Given problem 1
Retype the passage on steel casting word for word, everything from "Traditional casting methods" down to "for hot rolling.".
Given problem 2
Extend the passage on steel casting, picking up after its final sentence.

---------- Provided text

Semi-killed steels have been partially deoxidized prior to pouring into the mold and usually have a carbon content in the range of 0.15–0.3%.
Killed steels have been fully deoxidized such that there is no formation of carbon monoxide at all during solidification. The finished product has a homogeneous structure and no blowholes. Aluminum is added into the ladle or mold as a primary deoxidizer to “kill” the formation of carbon monoxide; however, there are applications where the addition of aluminum to the finished product is undesirable. Alternatives to aluminum are ferroalloys of manganese and silicon or calcium silicide.
Traditional casting methods involve the lifting of the ladle by crane so that molten steel can be teemed into individual molds mounted on rail cars. Ingot molds are tapered slightly to facilitate removal of the ingots after solidification. Ingots are transferred to soaking pits where they are reheated for hot rolling.

--------------------
---------- Information provided

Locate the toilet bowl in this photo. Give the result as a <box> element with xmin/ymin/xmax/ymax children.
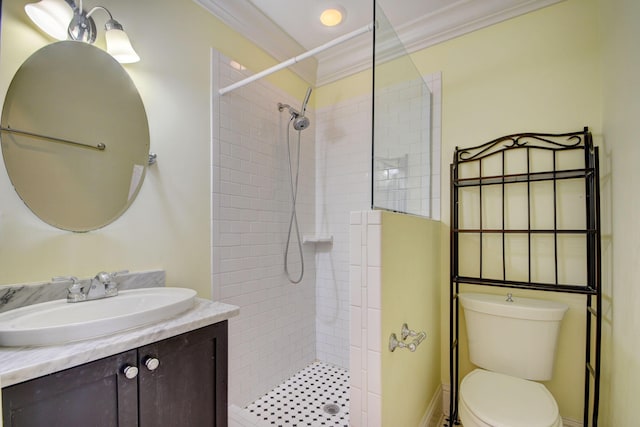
<box><xmin>459</xmin><ymin>369</ymin><xmax>562</xmax><ymax>427</ymax></box>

--------------------

Expected output 1
Traditional casting methods involve the lifting of the ladle by crane so that molten steel can be teemed into individual molds mounted on rail cars. Ingot molds are tapered slightly to facilitate removal of the ingots after solidification. Ingots are transferred to soaking pits where they are reheated for hot rolling.

Expected output 2
Casting machines enable continuous casting of molten steel into shapes more suitable for downstream processing. Ladles are lifted to an elevated platform where they discharge the molten steel into a tundish, which feeds the casting machine. Molten steel is fed from the tundish into a water-cooled mold with a movable bottom plate. As the steel skin solidifies, the plate is slowly lowered allowing more molten steel to enter the mold. Steel is formed into slabs, blooms, or billets in a continuous casting machine. The solidified product is pulled by rollers before being straightened and cut at the end of the machine. This process can continue for days or weeks without interruption.
Finishing processes for carbon steel
Solid cast ingots must be rolled into more useful shapes and sizes like those produced by continuous casting. Steel is compressed and pulled by rotating rolls. Because the rolls are rotating at a faster pace than the steel as it enters the machine, the rolls thrust the steel forward and compress it between them. The process can be carried out on hot, warm, or cold steel with two main categories:
- In hot forming, steel is heated above the recrystallization temperature to break up the as-cast microstructure. This yields a more uniform grain size and even distribution of carbon within the steel.
- Cold forming is carried out below the recrystallization temperature. This process increases the strength through strain hardening by up to 20% while improving the finish and allowing tighter tolerances.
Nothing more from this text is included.